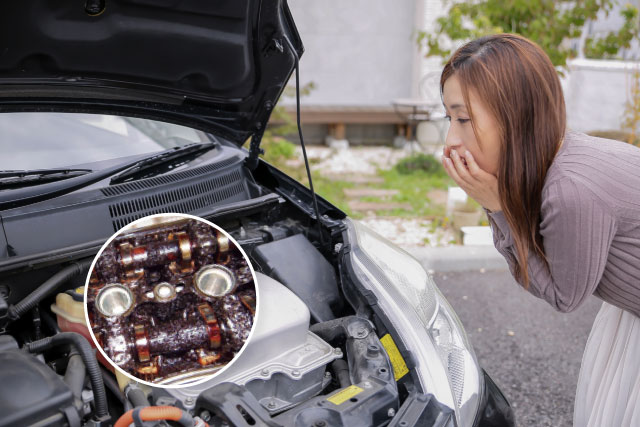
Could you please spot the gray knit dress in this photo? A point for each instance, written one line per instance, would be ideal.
(590, 225)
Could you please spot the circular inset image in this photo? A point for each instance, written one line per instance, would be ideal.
(171, 300)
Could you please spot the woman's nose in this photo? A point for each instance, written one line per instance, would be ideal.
(453, 138)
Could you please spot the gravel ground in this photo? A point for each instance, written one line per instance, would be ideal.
(365, 161)
(409, 231)
(354, 160)
(530, 350)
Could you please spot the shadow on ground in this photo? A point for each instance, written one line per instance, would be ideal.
(530, 350)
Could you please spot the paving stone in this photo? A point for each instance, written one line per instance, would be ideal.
(438, 197)
(356, 205)
(356, 179)
(369, 192)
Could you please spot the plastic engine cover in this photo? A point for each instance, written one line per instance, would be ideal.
(282, 355)
(31, 392)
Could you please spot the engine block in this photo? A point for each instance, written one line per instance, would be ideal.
(171, 301)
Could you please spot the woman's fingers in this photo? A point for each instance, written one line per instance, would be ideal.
(461, 169)
(474, 170)
(451, 170)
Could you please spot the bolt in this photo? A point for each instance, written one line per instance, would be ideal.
(372, 350)
(94, 7)
(205, 415)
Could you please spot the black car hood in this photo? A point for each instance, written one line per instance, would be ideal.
(215, 65)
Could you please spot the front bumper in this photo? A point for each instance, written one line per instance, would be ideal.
(494, 409)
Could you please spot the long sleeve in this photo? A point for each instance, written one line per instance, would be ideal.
(577, 229)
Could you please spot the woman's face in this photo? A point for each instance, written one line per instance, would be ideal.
(485, 149)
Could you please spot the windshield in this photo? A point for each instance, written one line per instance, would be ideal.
(54, 140)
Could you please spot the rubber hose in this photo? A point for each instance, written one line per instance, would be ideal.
(88, 357)
(111, 384)
(341, 369)
(75, 374)
(157, 413)
(62, 276)
(136, 396)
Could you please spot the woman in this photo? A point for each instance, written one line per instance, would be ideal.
(564, 207)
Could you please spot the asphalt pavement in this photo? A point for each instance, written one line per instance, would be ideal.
(530, 350)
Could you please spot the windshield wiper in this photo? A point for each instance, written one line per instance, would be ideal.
(161, 159)
(12, 198)
(21, 178)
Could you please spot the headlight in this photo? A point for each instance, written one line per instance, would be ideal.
(424, 321)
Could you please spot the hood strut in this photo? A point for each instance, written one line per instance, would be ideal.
(304, 150)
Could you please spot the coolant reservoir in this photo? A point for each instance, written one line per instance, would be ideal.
(69, 308)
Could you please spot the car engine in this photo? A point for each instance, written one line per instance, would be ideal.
(311, 359)
(171, 302)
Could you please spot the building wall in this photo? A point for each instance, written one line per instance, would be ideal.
(595, 93)
(357, 52)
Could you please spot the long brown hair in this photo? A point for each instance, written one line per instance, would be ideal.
(517, 82)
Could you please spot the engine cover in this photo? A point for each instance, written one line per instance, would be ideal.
(31, 392)
(283, 363)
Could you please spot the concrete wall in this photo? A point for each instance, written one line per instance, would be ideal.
(357, 52)
(596, 92)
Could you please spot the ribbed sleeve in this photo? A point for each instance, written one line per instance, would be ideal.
(590, 226)
(577, 231)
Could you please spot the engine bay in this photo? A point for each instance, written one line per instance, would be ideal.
(171, 301)
(315, 355)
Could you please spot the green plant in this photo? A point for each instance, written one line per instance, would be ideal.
(551, 24)
(420, 162)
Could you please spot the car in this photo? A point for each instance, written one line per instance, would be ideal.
(115, 110)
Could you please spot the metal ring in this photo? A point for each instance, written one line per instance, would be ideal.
(215, 280)
(114, 300)
(164, 292)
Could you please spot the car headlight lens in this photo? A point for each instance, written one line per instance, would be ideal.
(423, 319)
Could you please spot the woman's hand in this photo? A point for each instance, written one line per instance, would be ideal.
(478, 184)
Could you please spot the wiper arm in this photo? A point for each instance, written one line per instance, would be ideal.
(13, 198)
(20, 178)
(161, 159)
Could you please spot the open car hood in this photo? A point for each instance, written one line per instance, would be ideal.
(219, 66)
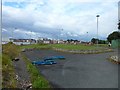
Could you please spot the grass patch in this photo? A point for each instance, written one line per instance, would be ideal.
(38, 81)
(79, 47)
(36, 46)
(9, 52)
(8, 72)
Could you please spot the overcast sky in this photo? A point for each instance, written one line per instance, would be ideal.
(61, 19)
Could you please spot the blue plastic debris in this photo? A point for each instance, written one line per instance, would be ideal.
(43, 62)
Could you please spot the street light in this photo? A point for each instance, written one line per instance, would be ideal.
(87, 35)
(97, 28)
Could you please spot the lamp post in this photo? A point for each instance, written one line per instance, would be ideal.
(97, 28)
(87, 35)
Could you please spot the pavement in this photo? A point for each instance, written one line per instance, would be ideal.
(78, 70)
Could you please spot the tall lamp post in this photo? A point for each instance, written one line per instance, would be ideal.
(97, 28)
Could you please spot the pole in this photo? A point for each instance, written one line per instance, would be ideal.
(1, 46)
(97, 28)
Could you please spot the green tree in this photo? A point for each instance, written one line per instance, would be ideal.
(94, 40)
(113, 36)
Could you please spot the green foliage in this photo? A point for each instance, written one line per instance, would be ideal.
(77, 47)
(94, 40)
(113, 36)
(38, 81)
(11, 50)
(36, 46)
(8, 75)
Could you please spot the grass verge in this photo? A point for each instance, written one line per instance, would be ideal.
(78, 47)
(38, 81)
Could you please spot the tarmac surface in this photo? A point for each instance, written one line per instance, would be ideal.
(77, 70)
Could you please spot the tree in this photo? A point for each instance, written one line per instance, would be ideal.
(94, 40)
(113, 36)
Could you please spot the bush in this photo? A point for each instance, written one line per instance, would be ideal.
(11, 50)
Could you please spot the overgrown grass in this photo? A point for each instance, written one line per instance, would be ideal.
(38, 81)
(66, 46)
(9, 51)
(79, 47)
(36, 46)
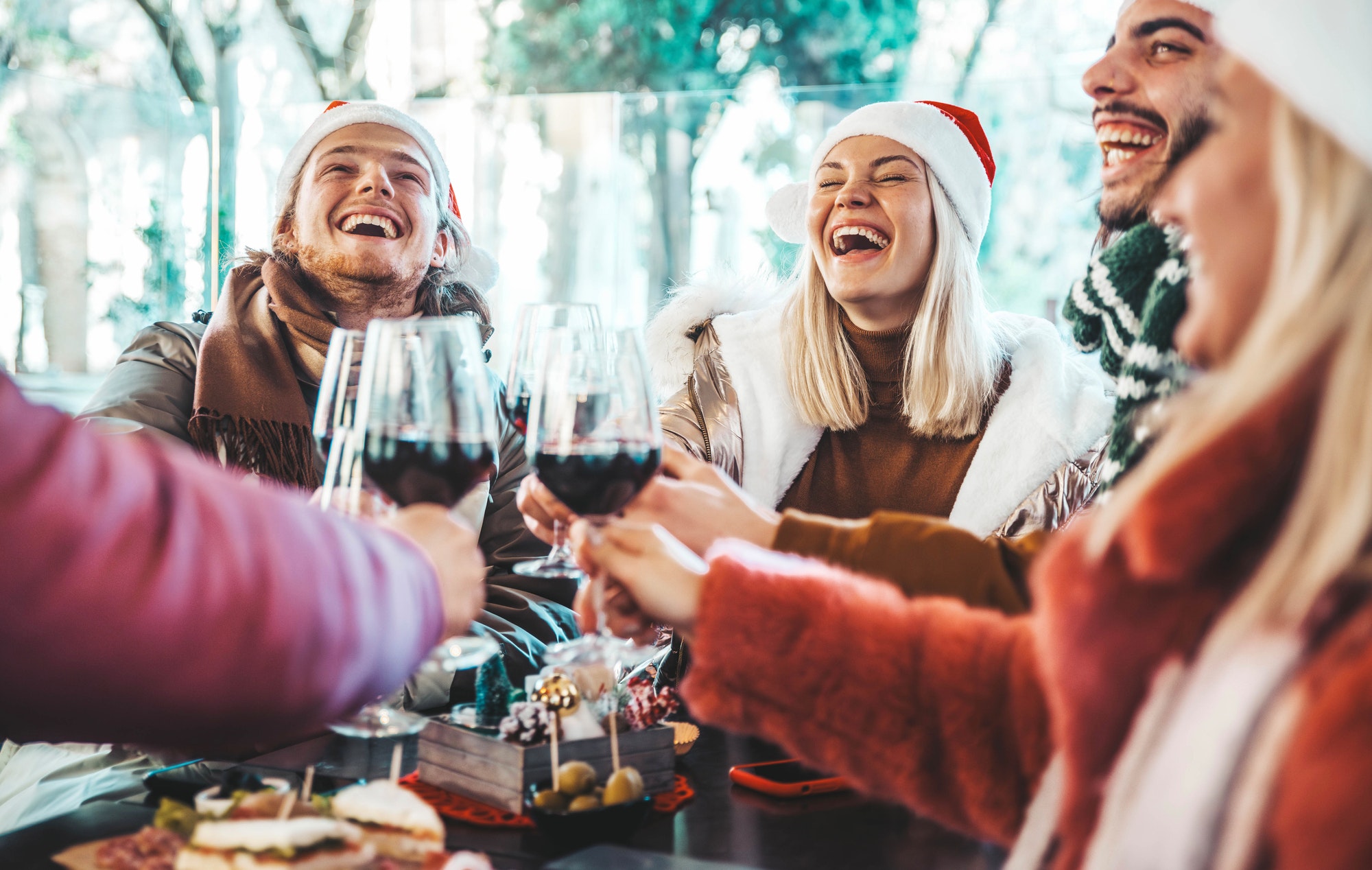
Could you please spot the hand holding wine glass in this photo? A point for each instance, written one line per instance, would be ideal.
(530, 344)
(425, 433)
(593, 440)
(650, 578)
(453, 550)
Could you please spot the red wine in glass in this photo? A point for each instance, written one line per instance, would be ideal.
(600, 480)
(412, 467)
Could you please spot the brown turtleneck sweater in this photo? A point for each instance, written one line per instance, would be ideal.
(883, 466)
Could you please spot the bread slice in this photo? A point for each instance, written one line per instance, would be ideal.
(348, 858)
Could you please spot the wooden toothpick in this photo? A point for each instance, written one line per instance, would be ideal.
(552, 733)
(614, 739)
(309, 784)
(287, 805)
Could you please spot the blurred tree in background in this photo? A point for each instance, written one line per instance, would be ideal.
(554, 47)
(663, 46)
(164, 283)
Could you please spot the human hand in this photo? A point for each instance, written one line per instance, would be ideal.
(698, 504)
(648, 577)
(458, 561)
(541, 508)
(366, 506)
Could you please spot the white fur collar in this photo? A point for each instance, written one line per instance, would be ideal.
(1053, 412)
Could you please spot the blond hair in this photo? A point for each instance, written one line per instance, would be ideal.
(1316, 311)
(953, 357)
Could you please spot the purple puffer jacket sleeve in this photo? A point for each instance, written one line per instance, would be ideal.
(147, 598)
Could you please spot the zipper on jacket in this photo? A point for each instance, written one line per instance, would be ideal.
(700, 416)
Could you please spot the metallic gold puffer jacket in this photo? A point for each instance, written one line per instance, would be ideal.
(705, 419)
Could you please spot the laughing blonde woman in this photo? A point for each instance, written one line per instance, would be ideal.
(879, 379)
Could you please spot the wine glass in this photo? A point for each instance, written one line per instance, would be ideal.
(595, 443)
(530, 341)
(425, 430)
(334, 422)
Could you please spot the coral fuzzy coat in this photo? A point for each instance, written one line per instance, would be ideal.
(956, 712)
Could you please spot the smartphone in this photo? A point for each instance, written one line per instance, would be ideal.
(788, 779)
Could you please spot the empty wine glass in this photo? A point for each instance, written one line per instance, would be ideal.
(333, 427)
(595, 443)
(425, 430)
(530, 341)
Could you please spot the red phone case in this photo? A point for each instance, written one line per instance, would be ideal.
(744, 776)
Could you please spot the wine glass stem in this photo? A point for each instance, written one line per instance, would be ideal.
(562, 545)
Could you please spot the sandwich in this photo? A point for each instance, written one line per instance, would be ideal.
(271, 845)
(393, 819)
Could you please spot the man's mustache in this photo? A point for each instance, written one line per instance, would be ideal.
(1124, 108)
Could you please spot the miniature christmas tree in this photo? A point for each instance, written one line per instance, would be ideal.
(493, 692)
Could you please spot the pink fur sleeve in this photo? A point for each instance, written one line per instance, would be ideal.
(924, 702)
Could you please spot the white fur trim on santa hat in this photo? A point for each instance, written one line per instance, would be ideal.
(1316, 53)
(480, 268)
(924, 130)
(348, 115)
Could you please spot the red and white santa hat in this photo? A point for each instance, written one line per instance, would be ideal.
(1316, 53)
(480, 268)
(950, 141)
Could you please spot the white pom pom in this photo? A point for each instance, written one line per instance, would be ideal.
(480, 270)
(787, 212)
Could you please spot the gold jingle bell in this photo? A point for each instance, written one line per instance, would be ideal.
(559, 692)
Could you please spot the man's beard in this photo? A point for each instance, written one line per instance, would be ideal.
(353, 283)
(1122, 216)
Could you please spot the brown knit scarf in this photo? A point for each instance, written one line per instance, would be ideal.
(249, 408)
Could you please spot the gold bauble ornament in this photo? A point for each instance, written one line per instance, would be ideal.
(559, 692)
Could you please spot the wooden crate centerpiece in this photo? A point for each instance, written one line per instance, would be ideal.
(499, 773)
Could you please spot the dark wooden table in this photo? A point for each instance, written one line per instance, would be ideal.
(724, 823)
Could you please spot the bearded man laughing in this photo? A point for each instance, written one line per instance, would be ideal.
(367, 227)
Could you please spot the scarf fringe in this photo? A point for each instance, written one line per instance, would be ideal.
(268, 448)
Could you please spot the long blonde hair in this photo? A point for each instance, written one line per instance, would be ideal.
(1318, 307)
(953, 357)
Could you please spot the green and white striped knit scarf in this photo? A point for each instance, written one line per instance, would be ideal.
(1128, 307)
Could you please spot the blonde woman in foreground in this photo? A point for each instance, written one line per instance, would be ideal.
(1194, 685)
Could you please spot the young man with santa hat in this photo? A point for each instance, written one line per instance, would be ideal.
(367, 227)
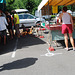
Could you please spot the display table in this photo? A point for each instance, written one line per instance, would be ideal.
(56, 32)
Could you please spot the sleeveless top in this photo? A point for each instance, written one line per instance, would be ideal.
(66, 19)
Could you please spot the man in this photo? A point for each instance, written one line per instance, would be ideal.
(3, 28)
(67, 27)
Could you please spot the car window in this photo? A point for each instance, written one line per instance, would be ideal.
(20, 16)
(25, 16)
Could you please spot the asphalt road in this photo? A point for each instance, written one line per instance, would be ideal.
(30, 55)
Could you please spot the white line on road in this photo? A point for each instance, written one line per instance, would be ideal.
(14, 51)
(50, 54)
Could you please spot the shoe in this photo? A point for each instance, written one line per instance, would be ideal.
(67, 49)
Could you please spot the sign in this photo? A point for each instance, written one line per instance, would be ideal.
(55, 9)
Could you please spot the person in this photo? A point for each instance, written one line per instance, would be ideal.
(12, 21)
(16, 22)
(8, 16)
(3, 23)
(67, 26)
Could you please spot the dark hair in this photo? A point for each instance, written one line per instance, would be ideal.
(65, 8)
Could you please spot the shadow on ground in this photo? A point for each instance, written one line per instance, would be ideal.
(19, 43)
(18, 64)
(62, 43)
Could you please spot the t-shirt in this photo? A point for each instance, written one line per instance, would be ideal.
(17, 17)
(3, 23)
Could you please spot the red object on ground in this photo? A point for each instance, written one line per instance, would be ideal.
(41, 36)
(57, 20)
(43, 29)
(54, 27)
(51, 48)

**What this task involves**
Starting with the line that contains "Could you please spot the red object", return each line through the last one of the data above, exactly as written and nothing more.

**Result below**
Could you please spot the red object on ground in this photo? A point for each instance, written one line per instance, would be ideal.
(41, 36)
(57, 20)
(43, 29)
(54, 27)
(51, 48)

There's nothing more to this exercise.